=== What the task requires ===
Return exactly the lines that run from the one containing "One point goes on each instance of the grey" to the end of the entries, with both ends included.

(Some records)
◆ ◆ ◆
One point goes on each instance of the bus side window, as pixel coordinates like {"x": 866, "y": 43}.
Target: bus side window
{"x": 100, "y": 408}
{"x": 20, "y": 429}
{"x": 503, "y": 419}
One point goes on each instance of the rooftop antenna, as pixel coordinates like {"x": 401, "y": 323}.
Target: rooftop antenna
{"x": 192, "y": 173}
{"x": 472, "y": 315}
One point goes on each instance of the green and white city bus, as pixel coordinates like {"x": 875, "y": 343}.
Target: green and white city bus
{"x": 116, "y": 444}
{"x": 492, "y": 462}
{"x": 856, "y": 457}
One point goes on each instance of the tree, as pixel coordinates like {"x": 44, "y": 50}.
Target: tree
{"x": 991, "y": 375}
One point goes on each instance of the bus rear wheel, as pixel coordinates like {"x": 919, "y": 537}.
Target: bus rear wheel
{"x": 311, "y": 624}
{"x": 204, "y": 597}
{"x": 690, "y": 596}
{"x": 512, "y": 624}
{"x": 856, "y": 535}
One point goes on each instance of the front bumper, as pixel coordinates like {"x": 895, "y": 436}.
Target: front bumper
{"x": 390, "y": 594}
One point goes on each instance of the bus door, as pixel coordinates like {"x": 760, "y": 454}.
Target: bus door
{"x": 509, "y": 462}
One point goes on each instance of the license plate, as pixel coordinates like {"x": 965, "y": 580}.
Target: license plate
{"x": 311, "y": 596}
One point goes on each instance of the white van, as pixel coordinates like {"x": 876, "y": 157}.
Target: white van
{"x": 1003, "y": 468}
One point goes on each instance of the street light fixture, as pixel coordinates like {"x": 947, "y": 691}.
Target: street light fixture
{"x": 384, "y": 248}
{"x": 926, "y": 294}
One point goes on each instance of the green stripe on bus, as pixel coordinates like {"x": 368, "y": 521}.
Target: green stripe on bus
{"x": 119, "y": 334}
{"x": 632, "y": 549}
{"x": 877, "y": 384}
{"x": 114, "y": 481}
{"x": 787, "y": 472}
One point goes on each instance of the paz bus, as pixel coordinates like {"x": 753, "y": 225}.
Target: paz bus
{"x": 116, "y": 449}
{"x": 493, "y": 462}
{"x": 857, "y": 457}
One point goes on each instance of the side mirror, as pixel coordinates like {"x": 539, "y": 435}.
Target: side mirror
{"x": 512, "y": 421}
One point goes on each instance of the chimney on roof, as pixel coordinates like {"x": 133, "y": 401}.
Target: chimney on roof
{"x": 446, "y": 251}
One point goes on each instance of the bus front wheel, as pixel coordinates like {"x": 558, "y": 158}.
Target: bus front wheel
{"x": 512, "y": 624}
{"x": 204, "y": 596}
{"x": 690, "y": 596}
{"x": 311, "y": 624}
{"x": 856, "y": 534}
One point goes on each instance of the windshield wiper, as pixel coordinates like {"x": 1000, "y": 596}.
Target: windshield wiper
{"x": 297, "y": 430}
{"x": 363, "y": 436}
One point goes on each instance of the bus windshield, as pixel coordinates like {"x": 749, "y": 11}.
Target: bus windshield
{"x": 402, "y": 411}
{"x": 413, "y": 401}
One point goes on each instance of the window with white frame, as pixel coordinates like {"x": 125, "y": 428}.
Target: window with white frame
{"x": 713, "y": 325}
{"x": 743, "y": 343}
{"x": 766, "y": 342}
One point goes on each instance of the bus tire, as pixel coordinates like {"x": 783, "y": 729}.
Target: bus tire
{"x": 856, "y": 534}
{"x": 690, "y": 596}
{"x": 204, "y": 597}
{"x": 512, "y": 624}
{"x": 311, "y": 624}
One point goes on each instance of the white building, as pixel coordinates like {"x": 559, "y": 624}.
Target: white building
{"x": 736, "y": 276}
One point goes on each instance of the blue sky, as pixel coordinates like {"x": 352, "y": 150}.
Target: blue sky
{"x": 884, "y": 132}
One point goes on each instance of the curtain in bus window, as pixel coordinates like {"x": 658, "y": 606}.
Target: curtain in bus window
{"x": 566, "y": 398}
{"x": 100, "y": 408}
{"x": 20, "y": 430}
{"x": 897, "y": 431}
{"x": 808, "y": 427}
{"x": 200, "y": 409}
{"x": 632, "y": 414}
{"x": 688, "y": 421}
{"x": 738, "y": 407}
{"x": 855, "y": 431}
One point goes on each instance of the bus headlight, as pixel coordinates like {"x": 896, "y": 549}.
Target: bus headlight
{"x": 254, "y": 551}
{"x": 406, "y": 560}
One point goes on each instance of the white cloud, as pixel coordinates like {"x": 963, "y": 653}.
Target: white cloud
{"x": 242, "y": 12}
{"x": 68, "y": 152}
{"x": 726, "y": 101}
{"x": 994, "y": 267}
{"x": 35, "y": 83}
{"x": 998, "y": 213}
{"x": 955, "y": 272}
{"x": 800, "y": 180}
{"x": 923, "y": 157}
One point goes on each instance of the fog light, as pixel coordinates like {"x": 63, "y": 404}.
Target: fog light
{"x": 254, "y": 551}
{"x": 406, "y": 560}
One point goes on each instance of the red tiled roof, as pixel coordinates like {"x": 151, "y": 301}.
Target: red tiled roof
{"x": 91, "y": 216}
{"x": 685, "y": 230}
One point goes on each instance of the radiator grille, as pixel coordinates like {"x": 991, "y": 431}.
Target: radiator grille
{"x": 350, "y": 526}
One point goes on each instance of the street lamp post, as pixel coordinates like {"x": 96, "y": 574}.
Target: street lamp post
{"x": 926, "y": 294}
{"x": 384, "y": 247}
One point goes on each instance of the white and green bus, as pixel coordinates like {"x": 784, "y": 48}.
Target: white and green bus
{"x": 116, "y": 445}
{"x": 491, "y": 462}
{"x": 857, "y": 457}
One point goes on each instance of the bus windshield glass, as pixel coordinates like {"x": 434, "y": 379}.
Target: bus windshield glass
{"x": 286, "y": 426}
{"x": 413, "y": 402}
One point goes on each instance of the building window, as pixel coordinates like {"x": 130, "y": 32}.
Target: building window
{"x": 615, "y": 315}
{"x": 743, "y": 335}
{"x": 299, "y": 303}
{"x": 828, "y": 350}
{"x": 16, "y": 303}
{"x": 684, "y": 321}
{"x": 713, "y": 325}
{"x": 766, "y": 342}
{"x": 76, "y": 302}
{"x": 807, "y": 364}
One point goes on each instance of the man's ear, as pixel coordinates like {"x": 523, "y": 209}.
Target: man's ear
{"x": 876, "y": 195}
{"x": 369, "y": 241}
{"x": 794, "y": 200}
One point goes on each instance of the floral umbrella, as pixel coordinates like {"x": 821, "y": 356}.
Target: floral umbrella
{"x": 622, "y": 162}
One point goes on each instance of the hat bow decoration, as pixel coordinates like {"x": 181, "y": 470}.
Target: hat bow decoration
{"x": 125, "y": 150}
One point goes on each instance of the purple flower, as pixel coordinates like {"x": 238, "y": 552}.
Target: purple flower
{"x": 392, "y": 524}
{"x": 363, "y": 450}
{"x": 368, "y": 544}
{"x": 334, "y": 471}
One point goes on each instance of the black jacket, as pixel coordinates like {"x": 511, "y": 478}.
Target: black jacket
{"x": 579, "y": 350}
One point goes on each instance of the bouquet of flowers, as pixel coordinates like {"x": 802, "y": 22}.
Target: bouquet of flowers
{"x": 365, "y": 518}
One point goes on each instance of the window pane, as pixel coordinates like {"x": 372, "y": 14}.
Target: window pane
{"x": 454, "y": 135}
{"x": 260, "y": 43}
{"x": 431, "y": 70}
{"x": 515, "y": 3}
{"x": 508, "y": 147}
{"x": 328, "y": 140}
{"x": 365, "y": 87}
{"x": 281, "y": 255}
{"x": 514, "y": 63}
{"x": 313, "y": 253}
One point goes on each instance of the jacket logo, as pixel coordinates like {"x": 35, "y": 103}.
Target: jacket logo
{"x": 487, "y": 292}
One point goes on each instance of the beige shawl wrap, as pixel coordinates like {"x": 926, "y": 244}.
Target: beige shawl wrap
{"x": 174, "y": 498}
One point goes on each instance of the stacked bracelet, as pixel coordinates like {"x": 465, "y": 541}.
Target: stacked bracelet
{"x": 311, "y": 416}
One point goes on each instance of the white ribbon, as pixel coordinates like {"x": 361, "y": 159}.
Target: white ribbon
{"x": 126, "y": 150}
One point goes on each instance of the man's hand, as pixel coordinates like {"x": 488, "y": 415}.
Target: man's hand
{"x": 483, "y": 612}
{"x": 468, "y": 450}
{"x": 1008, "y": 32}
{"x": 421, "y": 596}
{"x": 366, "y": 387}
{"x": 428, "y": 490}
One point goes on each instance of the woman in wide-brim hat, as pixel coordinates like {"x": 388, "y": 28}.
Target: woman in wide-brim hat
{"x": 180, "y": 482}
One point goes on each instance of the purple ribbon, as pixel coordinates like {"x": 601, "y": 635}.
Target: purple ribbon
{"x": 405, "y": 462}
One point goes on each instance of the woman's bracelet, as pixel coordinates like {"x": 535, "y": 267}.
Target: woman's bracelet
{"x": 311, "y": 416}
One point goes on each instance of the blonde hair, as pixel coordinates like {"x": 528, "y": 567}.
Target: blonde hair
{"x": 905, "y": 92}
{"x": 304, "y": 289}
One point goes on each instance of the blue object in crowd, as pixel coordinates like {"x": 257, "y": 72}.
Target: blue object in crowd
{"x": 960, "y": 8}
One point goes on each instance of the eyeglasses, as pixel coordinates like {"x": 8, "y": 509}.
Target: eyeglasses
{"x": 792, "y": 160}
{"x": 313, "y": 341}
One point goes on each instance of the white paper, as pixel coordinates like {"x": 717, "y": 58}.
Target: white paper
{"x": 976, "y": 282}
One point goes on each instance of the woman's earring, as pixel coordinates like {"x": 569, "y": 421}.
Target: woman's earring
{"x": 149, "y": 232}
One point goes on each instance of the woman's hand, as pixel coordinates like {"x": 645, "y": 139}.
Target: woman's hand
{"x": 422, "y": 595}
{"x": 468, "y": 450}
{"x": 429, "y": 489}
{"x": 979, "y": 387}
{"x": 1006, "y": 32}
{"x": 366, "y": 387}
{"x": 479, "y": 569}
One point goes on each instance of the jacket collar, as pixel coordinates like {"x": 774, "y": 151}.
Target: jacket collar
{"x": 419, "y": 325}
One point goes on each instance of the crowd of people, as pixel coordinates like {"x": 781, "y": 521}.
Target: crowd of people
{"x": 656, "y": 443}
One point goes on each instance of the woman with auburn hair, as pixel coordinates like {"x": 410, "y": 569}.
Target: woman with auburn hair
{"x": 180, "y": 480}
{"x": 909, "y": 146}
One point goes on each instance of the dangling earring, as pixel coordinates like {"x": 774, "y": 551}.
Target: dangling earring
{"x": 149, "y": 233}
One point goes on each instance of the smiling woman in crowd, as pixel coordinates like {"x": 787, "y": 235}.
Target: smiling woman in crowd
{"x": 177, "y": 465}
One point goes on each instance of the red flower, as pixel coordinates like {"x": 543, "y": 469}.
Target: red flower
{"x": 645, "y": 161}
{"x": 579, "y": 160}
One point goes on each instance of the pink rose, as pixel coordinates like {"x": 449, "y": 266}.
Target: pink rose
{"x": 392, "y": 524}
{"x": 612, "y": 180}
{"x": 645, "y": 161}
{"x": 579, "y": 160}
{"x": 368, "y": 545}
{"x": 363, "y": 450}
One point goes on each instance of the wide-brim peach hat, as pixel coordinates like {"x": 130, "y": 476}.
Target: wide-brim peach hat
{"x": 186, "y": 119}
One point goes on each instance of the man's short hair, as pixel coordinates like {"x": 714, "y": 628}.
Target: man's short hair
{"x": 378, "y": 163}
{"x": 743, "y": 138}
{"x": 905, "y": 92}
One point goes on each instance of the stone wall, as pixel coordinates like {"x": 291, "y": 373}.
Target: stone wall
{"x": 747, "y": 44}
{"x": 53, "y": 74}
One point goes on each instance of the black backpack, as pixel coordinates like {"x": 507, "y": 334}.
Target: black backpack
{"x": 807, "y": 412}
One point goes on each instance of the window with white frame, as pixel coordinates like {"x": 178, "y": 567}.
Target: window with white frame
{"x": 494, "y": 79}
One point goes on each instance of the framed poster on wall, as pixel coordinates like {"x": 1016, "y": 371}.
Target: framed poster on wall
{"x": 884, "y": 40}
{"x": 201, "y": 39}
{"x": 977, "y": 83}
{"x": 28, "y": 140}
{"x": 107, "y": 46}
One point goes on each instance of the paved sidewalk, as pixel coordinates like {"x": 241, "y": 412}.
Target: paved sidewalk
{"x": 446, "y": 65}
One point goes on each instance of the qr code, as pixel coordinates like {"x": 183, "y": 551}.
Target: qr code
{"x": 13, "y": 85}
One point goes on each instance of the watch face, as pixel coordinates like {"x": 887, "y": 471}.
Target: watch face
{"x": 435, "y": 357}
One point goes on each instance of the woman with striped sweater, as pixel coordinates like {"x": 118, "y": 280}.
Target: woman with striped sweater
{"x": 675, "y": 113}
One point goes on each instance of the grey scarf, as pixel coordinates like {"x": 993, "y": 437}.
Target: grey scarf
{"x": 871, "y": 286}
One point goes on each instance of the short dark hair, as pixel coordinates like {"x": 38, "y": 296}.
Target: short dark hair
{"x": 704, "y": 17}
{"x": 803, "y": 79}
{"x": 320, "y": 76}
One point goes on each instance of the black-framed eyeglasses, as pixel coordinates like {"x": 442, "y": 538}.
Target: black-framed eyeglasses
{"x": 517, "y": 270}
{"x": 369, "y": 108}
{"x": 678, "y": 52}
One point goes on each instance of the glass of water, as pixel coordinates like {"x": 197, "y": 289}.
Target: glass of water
◆ ◆ ◆
=== Result below ===
One point goes on each instance of the grey scarf, as pixel coordinates like {"x": 993, "y": 437}.
Target: grey scarf
{"x": 871, "y": 286}
One point goes on each instance of the short dark hair, as pixel coordinates like {"x": 38, "y": 296}.
Target: short dark hair
{"x": 704, "y": 17}
{"x": 803, "y": 79}
{"x": 320, "y": 76}
One point goes on each instance of the black-framed eyeglasses, as pixel coordinates like {"x": 442, "y": 538}.
Target: black-framed eyeglasses
{"x": 517, "y": 270}
{"x": 369, "y": 108}
{"x": 678, "y": 52}
One point goes on each instance of the glass of water, as pixel coordinates like {"x": 197, "y": 289}.
Target: glass of water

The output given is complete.